### What you will do
Put everything in the listing below, from the line containing "Drop one marker on each instance of the boat wake" down to the line containing "[[520, 770]]", into a numbered list, skipping blank lines. Leave the pictures out of your answer.

(Pointing dataset records)
──────────
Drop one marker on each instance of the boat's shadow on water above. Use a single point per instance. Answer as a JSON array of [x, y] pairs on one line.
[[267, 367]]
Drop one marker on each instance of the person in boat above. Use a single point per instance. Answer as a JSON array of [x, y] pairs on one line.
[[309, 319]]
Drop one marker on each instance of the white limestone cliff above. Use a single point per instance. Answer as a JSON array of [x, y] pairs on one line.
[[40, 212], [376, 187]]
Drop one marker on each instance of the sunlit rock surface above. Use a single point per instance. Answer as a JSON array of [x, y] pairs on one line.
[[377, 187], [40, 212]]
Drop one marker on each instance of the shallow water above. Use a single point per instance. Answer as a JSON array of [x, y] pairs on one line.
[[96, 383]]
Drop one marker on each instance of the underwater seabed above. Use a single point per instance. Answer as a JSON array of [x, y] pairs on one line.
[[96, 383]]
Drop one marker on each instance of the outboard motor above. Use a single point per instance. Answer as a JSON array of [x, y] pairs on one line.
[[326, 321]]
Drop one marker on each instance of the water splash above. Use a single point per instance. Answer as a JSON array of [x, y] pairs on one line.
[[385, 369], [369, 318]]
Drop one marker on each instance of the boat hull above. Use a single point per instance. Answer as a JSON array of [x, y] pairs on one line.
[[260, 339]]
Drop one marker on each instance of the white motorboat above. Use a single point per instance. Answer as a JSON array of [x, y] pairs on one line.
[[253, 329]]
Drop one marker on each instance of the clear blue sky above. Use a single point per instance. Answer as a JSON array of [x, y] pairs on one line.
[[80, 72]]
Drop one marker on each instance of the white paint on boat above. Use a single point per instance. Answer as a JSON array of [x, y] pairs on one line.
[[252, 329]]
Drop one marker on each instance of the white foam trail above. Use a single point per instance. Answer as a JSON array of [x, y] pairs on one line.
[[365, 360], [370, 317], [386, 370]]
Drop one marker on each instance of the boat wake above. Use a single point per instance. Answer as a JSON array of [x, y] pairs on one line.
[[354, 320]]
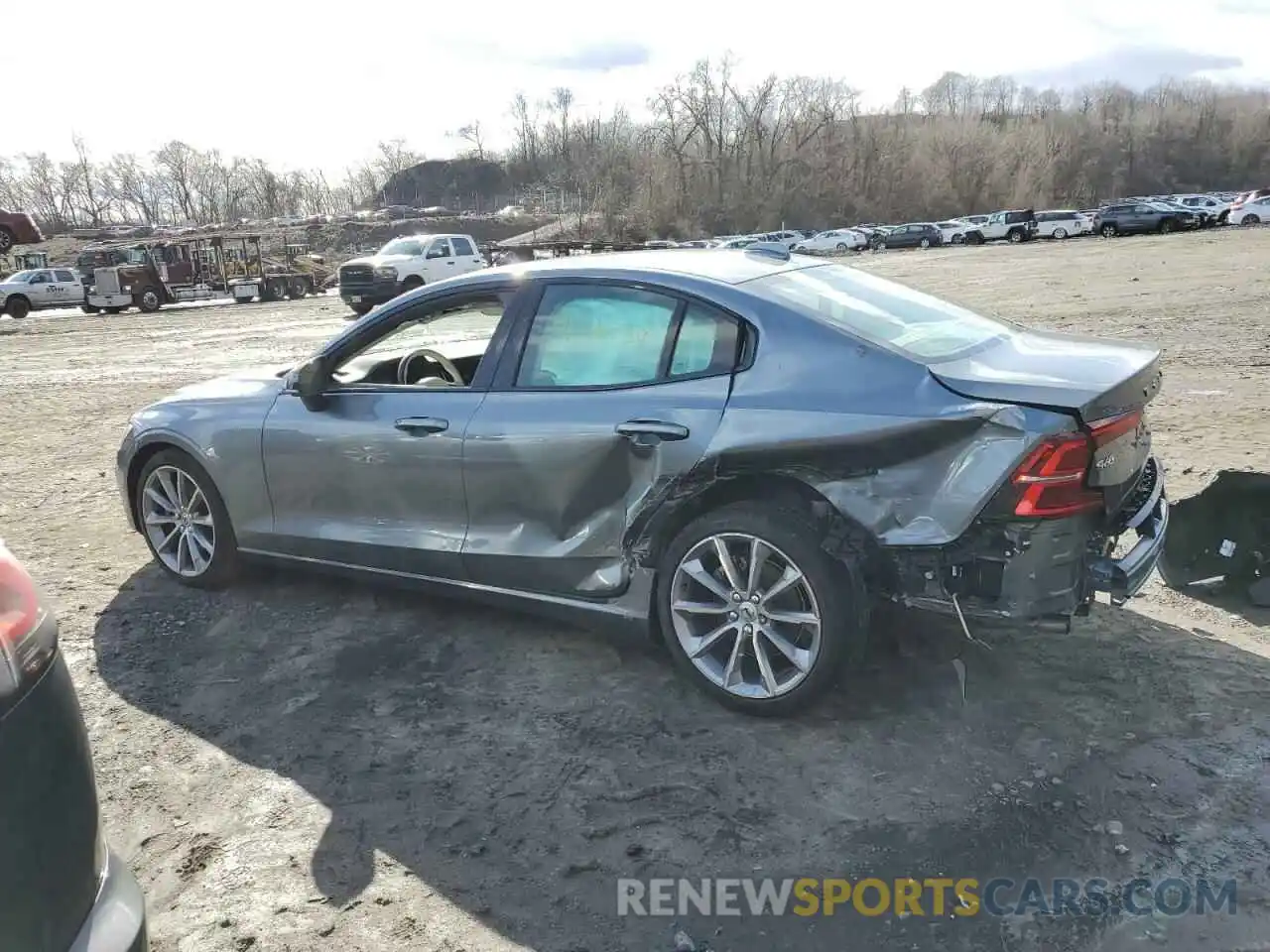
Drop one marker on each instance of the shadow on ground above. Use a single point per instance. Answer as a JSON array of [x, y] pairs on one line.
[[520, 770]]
──────────
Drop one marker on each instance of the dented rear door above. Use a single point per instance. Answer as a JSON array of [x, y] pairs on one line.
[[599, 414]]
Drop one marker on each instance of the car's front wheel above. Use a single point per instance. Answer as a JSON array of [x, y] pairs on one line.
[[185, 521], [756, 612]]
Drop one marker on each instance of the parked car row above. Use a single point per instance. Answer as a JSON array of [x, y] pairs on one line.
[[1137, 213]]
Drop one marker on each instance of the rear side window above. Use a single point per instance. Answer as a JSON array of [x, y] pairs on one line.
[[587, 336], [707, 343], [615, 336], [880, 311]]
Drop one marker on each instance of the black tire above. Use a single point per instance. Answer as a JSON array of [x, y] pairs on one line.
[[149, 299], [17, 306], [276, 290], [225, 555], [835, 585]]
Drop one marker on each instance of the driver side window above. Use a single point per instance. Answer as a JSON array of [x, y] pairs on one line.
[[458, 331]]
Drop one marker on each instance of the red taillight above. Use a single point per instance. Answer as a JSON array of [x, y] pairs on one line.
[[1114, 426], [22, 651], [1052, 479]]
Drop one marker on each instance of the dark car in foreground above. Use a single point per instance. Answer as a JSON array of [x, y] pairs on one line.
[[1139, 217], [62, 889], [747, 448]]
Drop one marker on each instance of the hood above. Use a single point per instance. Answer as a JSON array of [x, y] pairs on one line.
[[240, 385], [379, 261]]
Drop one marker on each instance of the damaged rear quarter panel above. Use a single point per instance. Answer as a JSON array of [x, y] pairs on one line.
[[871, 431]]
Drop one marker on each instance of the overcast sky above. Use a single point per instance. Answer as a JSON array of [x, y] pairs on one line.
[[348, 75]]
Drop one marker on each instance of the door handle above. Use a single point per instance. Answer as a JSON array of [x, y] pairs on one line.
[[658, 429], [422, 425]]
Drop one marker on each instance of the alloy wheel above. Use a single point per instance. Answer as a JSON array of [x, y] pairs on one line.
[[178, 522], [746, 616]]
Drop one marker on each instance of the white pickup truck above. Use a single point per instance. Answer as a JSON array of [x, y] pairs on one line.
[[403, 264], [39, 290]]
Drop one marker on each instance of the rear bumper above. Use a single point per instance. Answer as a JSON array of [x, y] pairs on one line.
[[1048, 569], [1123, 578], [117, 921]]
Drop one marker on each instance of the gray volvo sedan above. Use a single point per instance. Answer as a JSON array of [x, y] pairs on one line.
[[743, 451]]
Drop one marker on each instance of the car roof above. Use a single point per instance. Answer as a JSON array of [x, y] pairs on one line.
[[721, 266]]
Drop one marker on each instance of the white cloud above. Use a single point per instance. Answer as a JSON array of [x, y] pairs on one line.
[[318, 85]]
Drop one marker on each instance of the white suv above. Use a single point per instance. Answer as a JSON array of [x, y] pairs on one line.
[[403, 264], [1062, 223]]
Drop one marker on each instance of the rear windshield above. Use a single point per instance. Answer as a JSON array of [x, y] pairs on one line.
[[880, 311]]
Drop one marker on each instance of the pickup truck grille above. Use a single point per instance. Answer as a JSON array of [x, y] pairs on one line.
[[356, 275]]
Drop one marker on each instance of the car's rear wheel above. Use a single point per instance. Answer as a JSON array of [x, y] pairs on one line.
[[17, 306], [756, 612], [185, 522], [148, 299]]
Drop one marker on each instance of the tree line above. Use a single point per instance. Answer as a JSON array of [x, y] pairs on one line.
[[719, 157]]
──────────
### Exercise answer
1. Drop one marker on each instance of the boat wake above. Use a single point per instance. Answer as a JSON array of [x, y] pairs on one line.
2. [[354, 320]]
3. Drop one marker on each instance of the shadow on ground above. Use a single point per instance. Answer as a JSON array of [x, y] pairs on one line.
4. [[520, 770]]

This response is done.